Requirement: Print, unchanged, the line containing "Target: downspout" along with all lines that follow it to the end of the listing.
--------------------------------
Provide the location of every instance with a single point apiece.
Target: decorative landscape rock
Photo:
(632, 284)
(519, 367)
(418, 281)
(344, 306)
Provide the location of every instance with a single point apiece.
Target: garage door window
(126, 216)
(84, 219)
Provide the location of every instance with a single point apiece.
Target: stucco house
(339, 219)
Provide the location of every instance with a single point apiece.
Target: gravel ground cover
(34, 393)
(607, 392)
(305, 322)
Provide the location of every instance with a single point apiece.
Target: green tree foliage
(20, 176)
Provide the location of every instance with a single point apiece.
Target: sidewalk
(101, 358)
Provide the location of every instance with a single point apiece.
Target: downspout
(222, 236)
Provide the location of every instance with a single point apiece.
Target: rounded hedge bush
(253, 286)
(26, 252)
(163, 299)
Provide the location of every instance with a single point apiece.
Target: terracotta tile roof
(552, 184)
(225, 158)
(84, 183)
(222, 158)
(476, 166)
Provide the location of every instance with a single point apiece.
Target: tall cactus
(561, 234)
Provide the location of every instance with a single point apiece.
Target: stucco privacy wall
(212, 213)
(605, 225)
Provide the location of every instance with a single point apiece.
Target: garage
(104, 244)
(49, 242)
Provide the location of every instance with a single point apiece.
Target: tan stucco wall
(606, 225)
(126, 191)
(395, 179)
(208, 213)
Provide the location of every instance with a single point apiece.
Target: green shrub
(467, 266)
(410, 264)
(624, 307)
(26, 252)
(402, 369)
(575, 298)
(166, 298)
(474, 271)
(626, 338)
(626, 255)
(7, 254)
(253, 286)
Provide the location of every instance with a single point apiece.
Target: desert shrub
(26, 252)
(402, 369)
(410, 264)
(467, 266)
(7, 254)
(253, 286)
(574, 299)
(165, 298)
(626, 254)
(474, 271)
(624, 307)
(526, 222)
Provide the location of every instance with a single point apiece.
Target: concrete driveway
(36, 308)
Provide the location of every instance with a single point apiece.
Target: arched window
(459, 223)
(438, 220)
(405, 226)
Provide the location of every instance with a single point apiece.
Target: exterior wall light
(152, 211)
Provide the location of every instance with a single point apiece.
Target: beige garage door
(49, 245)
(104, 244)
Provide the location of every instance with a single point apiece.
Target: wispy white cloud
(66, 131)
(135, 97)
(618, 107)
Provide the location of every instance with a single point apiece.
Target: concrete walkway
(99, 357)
--------------------------------
Answer to this exercise:
Target: downspout
(222, 236)
Provide the location of every instance with a single point apiece.
Target: rounded hedge bush
(253, 286)
(26, 252)
(163, 299)
Provide the location of every instance with a single point apiece.
Target: terracotta tile roof
(552, 184)
(225, 158)
(84, 183)
(222, 158)
(476, 166)
Provide the location of every instance with a single point apiece.
Target: tall cactus
(561, 234)
Provide the location of every instance with a single point apiece.
Target: stucco privacy wall
(212, 213)
(605, 225)
Provide the location of every instance with a single point apiece.
Target: garage
(104, 244)
(49, 242)
Provide the location of every instance with a single point apiece.
Target: tan stucco wall
(606, 225)
(126, 191)
(395, 179)
(208, 213)
Provide the location of every instance with a single point apiece.
Target: green shrub
(467, 266)
(410, 264)
(624, 307)
(26, 252)
(402, 369)
(575, 298)
(166, 298)
(474, 271)
(626, 338)
(626, 255)
(7, 254)
(253, 286)
Provide the location of every instance with a single point apiece.
Target: desert shrub
(26, 252)
(402, 369)
(410, 264)
(467, 266)
(7, 254)
(253, 286)
(574, 299)
(165, 298)
(626, 254)
(474, 271)
(624, 307)
(526, 222)
Provide the location of every instance with a single point apiece.
Target: concrete driveway
(36, 308)
Provide the location of every instance with a single point apiece.
Target: arched window
(459, 223)
(438, 220)
(405, 226)
Provide the location of every instance with a single point apiece.
Target: exterior wall light
(152, 211)
Provide the location of every instance with a single point apiece.
Target: beige garage door
(49, 245)
(104, 244)
Provide the location of every instance with a single point apiece.
Target: wispy white cloud
(66, 131)
(135, 97)
(618, 107)
Provide the location of every instance with a single point apiece.
Target: concrete walkway
(99, 357)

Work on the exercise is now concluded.